### Jobs:
[1] In the Terraform bug report, which two resources are listed as affected?
[2] Pick up the Terraform bug report right after its last line and keep writing it.

### Excerpt to read:
↓↓↓

Terraform CLI and Terraform AWS Provider Version

Terraform v0.12.24
+ provider.aws v3.0.0
+ provider.external v1.2.0
+ provider.vault v2.12.2

Affected Resource(s)

  • aws_elasticsearch_domain
  • aws_cloudwatch_log_resource_policy

Terraform Configuration Files

data "aws_caller_identity" "current" {}

resource "aws_elasticsearch_domain" "es" {
  domain_name           = var.domain_name
  elasticsearch_version = var.elasticsearch_version

  advanced_options = var.advanced_options

  ebs_options {
    ebs_enabled = var.ebs_volume_size > 0 ? true : false
    volume_size = var.ebs_volume_size
    volume_type = var.ebs_volume_type
    iops        = var.ebs_volume_type == "IOPS" ? var.ebs_iops : null
  }

  encrypt_at_rest {
    enabled    = var.encrypt_at_rest_enabled
    kms_key_id = var.encrypt_at_rest_kms_key_id == "" ? module.kms.arn : var.encrypt_at_rest_kms_key_id
  }

  cluster_config {
    instance_count           = var.instance_count
    instance_type            = var.instance_type
    dedicated_master_enabled = var.dedicated_master_enabled
    dedicated_master_count   = var.dedicated_master_enabled ? var.dedicated_master_count : null
    dedicated_master_type    = var.dedicated_master_enabled ? var.dedicated_master_type : null
    zone_awareness_enabled   = var.zone_awareness_enabled

    zone_awareness_config {
      availability_zone_count = var.zone_awareness_enabled ? var.availability_zone_count : null
    }
  }

  node_to_node_encryption {
    enabled = var.node_to_node_encryption_enabled
  }

  vpc_options {
    security_group_ids = concat(var.security_group_ids, [aws_security_group.elasticsearch_sg.id])
    subnet_ids         = length(var.subnet_ids) > 1 ? slice(var.subnet_ids, 0, var.availability_zone_count) : var.subnet_ids
  }

  snapshot_options {
    automated_snapshot_start_hour = var.automated_snapshot_start_hour
  }

  domain_endpoint_options {
    enforce_https       = var.enforce_https
    tls_security_policy = var.tls_security_policy
  }

  dynamic "cognito_options" {
    for_each = var.cognito_options
    content {
      enabled          = cognito_options.value.enabled
      user_pool_id     = cognito_options.value.user_pool_id
      identity_pool_id = cognito_options.value.identity_pool_id
      role_arn         = cognito_options.value.role_arn
    }
  }

  dynamic "log_publishing_options" {
    for_each = { for k, v in var.log_publishing_options : k => v if lookup(v, "enabled") == true }
    content {
      enabled                  = log_publishing_options.value.enabled
      log_type                 = log_publishing_options.value.log_type
      cloudwatch_log_group_arn = aws_cloudwatch_log_group.es_logs[log_publishing_options.key].arn
    }
  }

  tags = merge(
    var.tags,
    {
      Name    = var.domain_name,
      service = var.service,
      team    = var.team,
      phi     = var.phi
    },
  )

↑↑↑

Rows from a pointing dataset

↓↓↓

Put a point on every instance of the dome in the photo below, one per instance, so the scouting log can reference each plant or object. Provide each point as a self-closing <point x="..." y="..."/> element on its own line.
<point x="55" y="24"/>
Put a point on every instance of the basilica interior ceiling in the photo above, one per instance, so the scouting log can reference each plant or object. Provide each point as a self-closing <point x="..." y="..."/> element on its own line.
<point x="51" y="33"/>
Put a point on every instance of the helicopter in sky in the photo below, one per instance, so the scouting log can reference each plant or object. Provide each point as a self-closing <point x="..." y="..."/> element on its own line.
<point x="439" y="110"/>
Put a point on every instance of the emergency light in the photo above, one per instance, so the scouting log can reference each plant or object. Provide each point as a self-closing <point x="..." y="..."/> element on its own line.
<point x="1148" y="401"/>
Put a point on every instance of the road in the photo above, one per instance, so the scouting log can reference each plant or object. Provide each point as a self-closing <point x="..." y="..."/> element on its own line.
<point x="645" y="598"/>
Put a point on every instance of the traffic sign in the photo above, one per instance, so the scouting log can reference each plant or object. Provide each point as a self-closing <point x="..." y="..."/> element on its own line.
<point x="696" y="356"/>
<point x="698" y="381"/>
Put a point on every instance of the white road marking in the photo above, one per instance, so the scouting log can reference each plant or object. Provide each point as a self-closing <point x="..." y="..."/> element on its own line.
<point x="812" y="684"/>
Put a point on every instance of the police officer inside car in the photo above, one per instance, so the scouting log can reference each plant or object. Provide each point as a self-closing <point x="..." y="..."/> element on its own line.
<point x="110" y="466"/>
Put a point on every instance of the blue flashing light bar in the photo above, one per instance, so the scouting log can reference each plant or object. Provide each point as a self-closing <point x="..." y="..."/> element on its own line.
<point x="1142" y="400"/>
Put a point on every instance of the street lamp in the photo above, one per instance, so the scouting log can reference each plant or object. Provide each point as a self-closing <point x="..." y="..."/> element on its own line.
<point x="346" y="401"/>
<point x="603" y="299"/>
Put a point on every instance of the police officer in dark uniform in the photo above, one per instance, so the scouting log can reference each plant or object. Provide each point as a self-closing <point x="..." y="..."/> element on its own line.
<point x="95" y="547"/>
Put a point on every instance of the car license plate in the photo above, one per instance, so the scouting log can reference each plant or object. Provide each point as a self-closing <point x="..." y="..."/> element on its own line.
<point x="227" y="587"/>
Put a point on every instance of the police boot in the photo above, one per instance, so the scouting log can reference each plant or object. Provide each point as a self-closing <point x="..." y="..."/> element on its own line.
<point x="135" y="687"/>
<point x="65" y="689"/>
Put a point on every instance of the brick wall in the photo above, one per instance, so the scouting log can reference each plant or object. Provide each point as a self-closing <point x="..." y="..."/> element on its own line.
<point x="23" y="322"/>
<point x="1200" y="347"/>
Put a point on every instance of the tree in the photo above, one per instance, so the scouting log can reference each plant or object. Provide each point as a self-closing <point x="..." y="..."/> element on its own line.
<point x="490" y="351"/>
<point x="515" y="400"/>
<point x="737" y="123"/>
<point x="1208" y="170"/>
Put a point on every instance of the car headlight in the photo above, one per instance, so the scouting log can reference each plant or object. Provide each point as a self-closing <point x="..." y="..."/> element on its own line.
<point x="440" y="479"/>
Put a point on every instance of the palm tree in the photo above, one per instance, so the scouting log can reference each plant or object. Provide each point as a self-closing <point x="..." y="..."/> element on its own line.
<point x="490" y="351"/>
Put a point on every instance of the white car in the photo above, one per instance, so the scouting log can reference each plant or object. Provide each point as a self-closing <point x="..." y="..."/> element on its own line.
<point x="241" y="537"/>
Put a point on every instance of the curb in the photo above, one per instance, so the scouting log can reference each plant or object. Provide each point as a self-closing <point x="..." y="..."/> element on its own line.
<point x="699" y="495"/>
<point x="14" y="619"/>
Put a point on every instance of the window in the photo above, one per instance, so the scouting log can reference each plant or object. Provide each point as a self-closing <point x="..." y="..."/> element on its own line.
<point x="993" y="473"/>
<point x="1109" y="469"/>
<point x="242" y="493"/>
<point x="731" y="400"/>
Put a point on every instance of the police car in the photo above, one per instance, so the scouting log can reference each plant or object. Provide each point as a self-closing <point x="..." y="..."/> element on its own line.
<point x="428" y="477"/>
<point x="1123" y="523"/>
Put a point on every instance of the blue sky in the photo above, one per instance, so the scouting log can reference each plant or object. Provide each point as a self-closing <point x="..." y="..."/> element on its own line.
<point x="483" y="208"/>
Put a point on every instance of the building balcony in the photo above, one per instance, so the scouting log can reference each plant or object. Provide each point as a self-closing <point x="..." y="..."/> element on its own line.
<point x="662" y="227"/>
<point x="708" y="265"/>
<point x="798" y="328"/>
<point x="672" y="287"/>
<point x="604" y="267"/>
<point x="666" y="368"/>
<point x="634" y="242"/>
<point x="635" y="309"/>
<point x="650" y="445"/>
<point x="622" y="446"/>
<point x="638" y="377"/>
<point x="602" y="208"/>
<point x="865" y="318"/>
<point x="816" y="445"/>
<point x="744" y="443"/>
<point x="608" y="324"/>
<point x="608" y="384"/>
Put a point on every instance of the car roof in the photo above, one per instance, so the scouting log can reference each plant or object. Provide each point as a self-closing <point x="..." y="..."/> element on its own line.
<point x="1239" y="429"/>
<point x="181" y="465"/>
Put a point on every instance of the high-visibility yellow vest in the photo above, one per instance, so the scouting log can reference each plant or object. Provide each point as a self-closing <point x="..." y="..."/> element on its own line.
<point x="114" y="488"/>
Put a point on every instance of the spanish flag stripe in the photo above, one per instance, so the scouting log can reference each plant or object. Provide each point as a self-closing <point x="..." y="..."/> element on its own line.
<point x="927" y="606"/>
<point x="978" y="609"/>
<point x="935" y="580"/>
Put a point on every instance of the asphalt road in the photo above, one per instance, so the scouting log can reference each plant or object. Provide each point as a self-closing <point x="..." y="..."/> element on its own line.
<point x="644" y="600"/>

↑↑↑

### Written responses:
[1] aws_elasticsearch_domain and aws_cloudwatch_log_resource_policy

[2]
  depends_on = [aws_iam_service_linked_role.es]
}

resource "aws_cloudwatch_log_resource_policy" "aes_cloudwatch_log_resource_policy" {
  count           = length({ for k, v in var.log_publishing_options : k => v if lookup(v, "enabled") == true }) > 0 ? 1 : 0
  policy_name     = "${title(replace(var.domain_name, "-", ""))}-CloudwatchResourcePolicy"
  policy_document = data.aws_iam_policy_document.cloudwatch.json
}

data "aws_iam_policy_document" "cloudwatch" {
  statement {
    actions = [
      "logs:PutLogEvents",
      "logs:PutLogEventsBatch",
      "logs:CreateLogStream",
    ]
    effect = "Allow"
    principals {
      type        = "Service"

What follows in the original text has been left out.